READING PASSAGE:
Georgetown University’s Newspaper of Record since 1920

The Hoya

Georgetown University’s Newspaper of Record since 1920

The Hoya

Georgetown University’s Newspaper of Record since 1920

The Hoya

Meeting Professors In Their Natural Habitat

This fall, I started playing weekly tennis games with one of my professors. I had taken a course with him in the spring, we had become friendly and both enjoyed tennis, though we both found discovering people to play with difficult.

Nothing about this felt odd until I started telling people about it. From my roommates, friends and classmates, I almost invariably received a reaction of “Why?” or else a winking smile, pat on the back and some variation of “Congratulations, that’s so smart of you, way to get ahead!”

RECORD EXTRACTS:
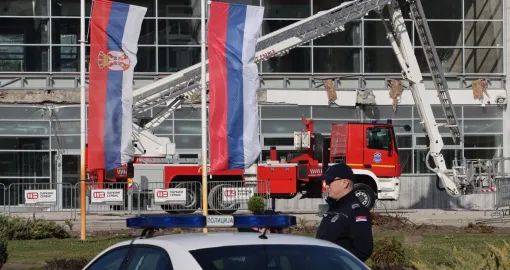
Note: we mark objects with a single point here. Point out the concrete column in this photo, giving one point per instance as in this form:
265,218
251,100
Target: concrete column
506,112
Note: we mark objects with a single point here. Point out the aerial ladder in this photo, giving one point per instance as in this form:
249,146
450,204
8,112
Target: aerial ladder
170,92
==
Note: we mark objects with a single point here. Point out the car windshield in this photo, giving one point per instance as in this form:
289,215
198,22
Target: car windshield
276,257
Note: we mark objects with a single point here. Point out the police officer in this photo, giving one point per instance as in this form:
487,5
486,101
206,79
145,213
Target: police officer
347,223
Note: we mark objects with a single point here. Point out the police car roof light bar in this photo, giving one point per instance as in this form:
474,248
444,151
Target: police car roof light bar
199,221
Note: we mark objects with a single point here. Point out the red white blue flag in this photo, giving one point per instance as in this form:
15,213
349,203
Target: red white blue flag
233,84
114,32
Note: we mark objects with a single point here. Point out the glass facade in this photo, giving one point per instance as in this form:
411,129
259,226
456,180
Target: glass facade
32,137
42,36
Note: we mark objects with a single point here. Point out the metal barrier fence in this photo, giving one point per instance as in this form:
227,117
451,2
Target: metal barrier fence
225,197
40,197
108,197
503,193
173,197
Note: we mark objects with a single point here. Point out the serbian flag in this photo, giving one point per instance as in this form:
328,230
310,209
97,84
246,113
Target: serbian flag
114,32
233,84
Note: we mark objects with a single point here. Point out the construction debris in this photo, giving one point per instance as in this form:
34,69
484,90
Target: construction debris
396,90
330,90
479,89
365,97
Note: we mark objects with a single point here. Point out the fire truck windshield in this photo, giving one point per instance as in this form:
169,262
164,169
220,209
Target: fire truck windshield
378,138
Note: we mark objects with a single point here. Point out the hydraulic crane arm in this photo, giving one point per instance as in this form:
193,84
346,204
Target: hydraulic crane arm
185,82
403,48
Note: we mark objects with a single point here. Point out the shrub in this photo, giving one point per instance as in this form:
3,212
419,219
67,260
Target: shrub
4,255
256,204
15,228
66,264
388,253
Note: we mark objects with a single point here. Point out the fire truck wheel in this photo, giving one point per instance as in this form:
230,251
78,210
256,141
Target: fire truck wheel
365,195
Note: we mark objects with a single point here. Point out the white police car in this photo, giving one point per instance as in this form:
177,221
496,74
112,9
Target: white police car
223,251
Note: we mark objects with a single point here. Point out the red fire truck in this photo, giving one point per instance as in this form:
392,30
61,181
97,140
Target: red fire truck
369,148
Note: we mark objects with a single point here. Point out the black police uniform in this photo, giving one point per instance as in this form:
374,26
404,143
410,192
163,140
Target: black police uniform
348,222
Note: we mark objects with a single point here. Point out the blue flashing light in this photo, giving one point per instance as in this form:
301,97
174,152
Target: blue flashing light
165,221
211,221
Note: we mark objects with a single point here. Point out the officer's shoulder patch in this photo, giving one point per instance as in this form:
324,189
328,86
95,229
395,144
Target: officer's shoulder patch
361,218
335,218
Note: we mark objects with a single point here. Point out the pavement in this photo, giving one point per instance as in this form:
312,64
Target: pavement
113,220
* * *
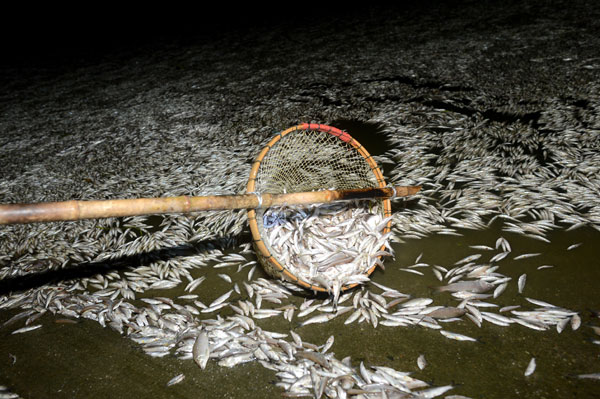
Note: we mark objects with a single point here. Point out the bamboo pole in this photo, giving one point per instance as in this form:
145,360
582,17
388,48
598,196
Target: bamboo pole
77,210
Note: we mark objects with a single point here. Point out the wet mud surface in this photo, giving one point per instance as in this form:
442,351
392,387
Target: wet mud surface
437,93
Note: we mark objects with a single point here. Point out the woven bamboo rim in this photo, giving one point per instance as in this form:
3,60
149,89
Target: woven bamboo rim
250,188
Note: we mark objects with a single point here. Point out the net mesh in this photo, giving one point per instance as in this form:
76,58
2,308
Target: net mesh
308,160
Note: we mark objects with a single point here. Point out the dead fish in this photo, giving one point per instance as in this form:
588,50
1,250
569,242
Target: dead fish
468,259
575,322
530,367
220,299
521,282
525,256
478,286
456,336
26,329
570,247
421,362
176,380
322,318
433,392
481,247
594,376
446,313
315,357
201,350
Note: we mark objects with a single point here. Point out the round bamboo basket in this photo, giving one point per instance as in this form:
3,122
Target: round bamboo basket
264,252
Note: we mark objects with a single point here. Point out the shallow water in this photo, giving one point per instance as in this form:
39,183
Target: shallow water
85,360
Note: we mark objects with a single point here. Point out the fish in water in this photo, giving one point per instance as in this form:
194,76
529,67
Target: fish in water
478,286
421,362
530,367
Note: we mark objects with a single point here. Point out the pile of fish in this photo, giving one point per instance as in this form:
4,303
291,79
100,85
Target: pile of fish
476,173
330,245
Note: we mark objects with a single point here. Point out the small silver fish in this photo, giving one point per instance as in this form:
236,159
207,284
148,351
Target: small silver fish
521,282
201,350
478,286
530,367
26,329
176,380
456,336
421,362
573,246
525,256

TASK BRIEF:
Transcribe the column about playing tennis with a professor, from "Meeting Professors In" up to and including "play with difficult.".

WRITTEN SOLUTION:
Meeting Professors In Their Natural Habitat

This fall, I started playing weekly tennis games with one of my professors. I had taken a course with him in the spring, we had become friendly and both enjoyed tennis, though we both found discovering people to play with difficult.